→ **List of tasks**:
**a.** Reproduce the stretch of the project description from "A key concept" through "influence the choice?".
**b.** According to the project description, what will the team provide through the open-access Singapore Language Resource Repository? List every item it names.

→ **Page text**:

Morphosyntactic Choice in Singapore English: Grammar, Psycholinguistics, and Variation
June 30, 2026
What shapes a speaker’s choice to say, ‘Put where?’ instead of ‘Where do I put it?’ This is the central question behind ‘Morphosyntactic Choice in Singapore English: Grammar, Psycholinguistics, and Variation’, a research project funded from 2026 to 2031 and led by Assistant Professor Nick Huang (NUS Department of English, Linguistics, and Theatre Studies). Supported by the Ministry of Education Social Science and Humanities Research Fellowship, the project investigates how speakers of Singapore English—particularly its colloquial form, Singlish—select between different grammatical constructions in daily conversation.
A key concept in the project is morphosyntactic variation—the idea that speakers can express the same meaning using different grammatical forms. These choices are not arbitrary. Rather, they reflect a complex interplay of grammar, mental processing, and social context. For instance, when someone says, ‘Put where?’ instead of ‘Where do I put it?’, is that simply a casual way of speaking, or do deeper factors like information density, prosody, and syntactic structure influence the choice?
To uncover these patterns, Huang and his team will combine behavioural experiments with large-scale corpus analysis, drawing on naturalistic data—from WhatsApp conversations to internet forums—enhanced through detailed linguistic annotation. The team will also conduct psycholinguistic experiments to test how speakers make real-time decisions about sentence structure, and whether these choices are shaped more by processing constraints, grammatical rules, or sociolinguistic cues. The project will also trace the historical and cross-linguistic influences on Singapore English, comparing it to languages like Mandarin and Malay to better understand how contact between communities has shaped its development.
This project has significant implications for Singapore’s sociolinguistic landscape. By creating an open-access Singapore Language Resource Repository, the team will provide annotated corpora, treebanks, and computational tools that support a wide range of research—from the development of AI models tailored to local language use, to diagnostic benchmarks for cognitive ageing and linguistic change in the population. Ultimately, this project not only deepens our understanding of how Singaporeans use English, but also lays critical groundwork for future innovations in linguistics, language technology, and speech-based diagnostics.

→ **Extracted information**:
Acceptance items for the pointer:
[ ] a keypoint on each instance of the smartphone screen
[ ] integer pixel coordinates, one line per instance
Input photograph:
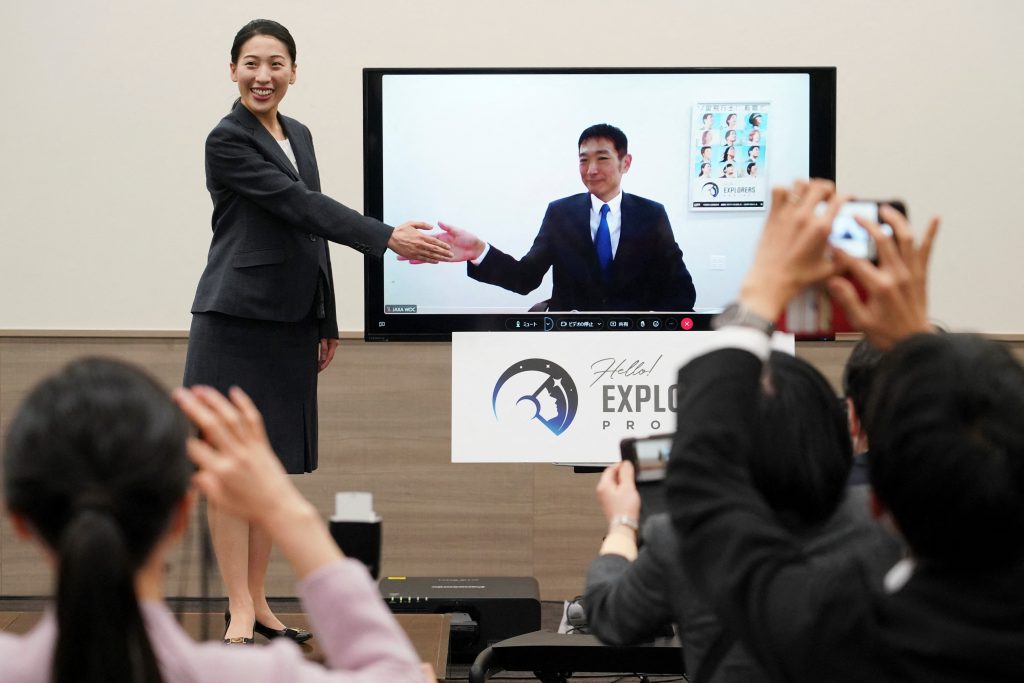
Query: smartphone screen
(649, 456)
(848, 235)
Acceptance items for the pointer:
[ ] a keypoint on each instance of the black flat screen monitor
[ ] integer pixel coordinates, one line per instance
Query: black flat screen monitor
(495, 152)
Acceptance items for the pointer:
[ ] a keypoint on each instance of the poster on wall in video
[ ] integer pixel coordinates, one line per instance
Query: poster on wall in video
(729, 152)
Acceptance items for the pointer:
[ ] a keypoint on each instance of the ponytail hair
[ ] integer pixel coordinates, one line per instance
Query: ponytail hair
(95, 464)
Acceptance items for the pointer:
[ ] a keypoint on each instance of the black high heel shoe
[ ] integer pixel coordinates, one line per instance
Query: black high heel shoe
(298, 635)
(236, 641)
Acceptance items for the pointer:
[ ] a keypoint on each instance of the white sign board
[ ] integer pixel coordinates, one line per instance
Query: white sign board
(566, 396)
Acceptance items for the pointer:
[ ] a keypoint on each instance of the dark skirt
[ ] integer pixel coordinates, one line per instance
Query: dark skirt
(274, 364)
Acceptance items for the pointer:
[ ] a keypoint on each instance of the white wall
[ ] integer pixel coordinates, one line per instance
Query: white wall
(104, 216)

→ **Answers by task**:
**a.**
A key concept in the project is morphosyntactic variation—the idea that speakers can express the same meaning using different grammatical forms. These choices are not arbitrary. Rather, they reflect a complex interplay of grammar, mental processing, and social context. For instance, when someone says, ‘Put where?’ instead of ‘Where do I put it?’, is that simply a casual way of speaking, or do deeper factors like information density, prosody, and syntactic structure influence the choice?

**b.**
- Annotated corpora
- Treebanks
- Computational tools